YOUR INSTRUCTIONS -> Rewrite all of the lines below, including the requests, and scale every coordinate value in the answers by 2.05, rounding each result to a whole number with halves rounded up. Leave the numbers in the requests unchanged, and omit the pictures from your answer.

━━━━━ DATA LISTING

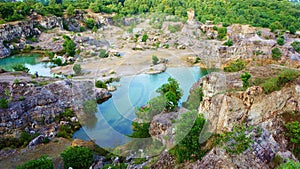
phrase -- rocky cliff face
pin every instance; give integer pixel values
(34, 104)
(223, 109)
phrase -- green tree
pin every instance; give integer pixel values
(77, 69)
(245, 78)
(154, 60)
(77, 157)
(276, 54)
(69, 46)
(144, 38)
(44, 162)
(70, 10)
(188, 128)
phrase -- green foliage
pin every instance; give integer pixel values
(289, 165)
(44, 162)
(194, 99)
(90, 106)
(100, 84)
(57, 61)
(155, 60)
(3, 103)
(245, 78)
(140, 130)
(70, 10)
(296, 46)
(237, 141)
(235, 66)
(20, 67)
(69, 46)
(89, 22)
(280, 41)
(222, 33)
(77, 69)
(103, 53)
(229, 42)
(172, 92)
(293, 133)
(276, 54)
(173, 28)
(276, 83)
(144, 38)
(77, 157)
(188, 129)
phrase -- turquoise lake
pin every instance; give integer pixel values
(114, 117)
(31, 61)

━━━━━━━━━━

EXPECTED OUTPUT ->
phrase -- rocky cliff face
pin every instance; give integer pixel values
(70, 213)
(457, 223)
phrase -- green tree
pin every instance; give integer pixel values
(158, 141)
(502, 160)
(316, 123)
(158, 322)
(566, 111)
(141, 94)
(295, 78)
(90, 332)
(144, 21)
(385, 262)
phrase -- green foliage
pin every instance; give integer pixel values
(592, 338)
(90, 332)
(398, 203)
(185, 217)
(205, 172)
(117, 125)
(318, 123)
(6, 211)
(502, 160)
(287, 267)
(144, 21)
(607, 94)
(486, 289)
(482, 135)
(41, 137)
(141, 94)
(182, 45)
(574, 84)
(455, 68)
(158, 141)
(211, 109)
(469, 86)
(353, 189)
(601, 273)
(566, 111)
(355, 57)
(566, 170)
(295, 78)
(158, 322)
(385, 264)
phrase -- turquoise lake
pin every instance; give integer pixel values
(234, 240)
(64, 125)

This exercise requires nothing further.